• [Task directions] Please render the lines below as a numbered list, covering only the stretch from the line containing "In this exercise you will put a dot on the distant" through the final line and leaving out any blank lines.

• [Input data]
○ ○ ○ ○

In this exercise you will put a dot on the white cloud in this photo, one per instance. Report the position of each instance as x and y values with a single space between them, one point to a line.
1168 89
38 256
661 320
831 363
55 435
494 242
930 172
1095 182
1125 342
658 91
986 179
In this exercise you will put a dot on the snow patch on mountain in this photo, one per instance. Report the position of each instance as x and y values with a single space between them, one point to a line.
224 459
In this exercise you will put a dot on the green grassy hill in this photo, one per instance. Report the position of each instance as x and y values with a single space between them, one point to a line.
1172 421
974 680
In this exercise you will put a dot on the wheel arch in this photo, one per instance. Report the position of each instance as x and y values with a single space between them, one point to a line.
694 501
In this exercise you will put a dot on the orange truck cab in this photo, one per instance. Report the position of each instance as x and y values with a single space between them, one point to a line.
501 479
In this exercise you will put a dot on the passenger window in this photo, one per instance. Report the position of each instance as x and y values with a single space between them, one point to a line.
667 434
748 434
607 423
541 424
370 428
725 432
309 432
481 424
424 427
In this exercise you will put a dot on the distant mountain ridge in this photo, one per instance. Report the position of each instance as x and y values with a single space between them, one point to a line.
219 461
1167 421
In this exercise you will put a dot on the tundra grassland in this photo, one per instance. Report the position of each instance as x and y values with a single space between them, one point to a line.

○ ○ ○ ○

• [Exercise solution]
1. In this exercise you will put a dot on the distant mountain ridge in this photo, one per instance. Report the position of each instance as x and y values with a single space between them, one point to a line.
2. 219 461
3. 1167 421
4. In this exercise you will put a dot on the tundra grassland in this photo, one per instance. Report the position of each instance as x and y values with a single space between them, one point to a line.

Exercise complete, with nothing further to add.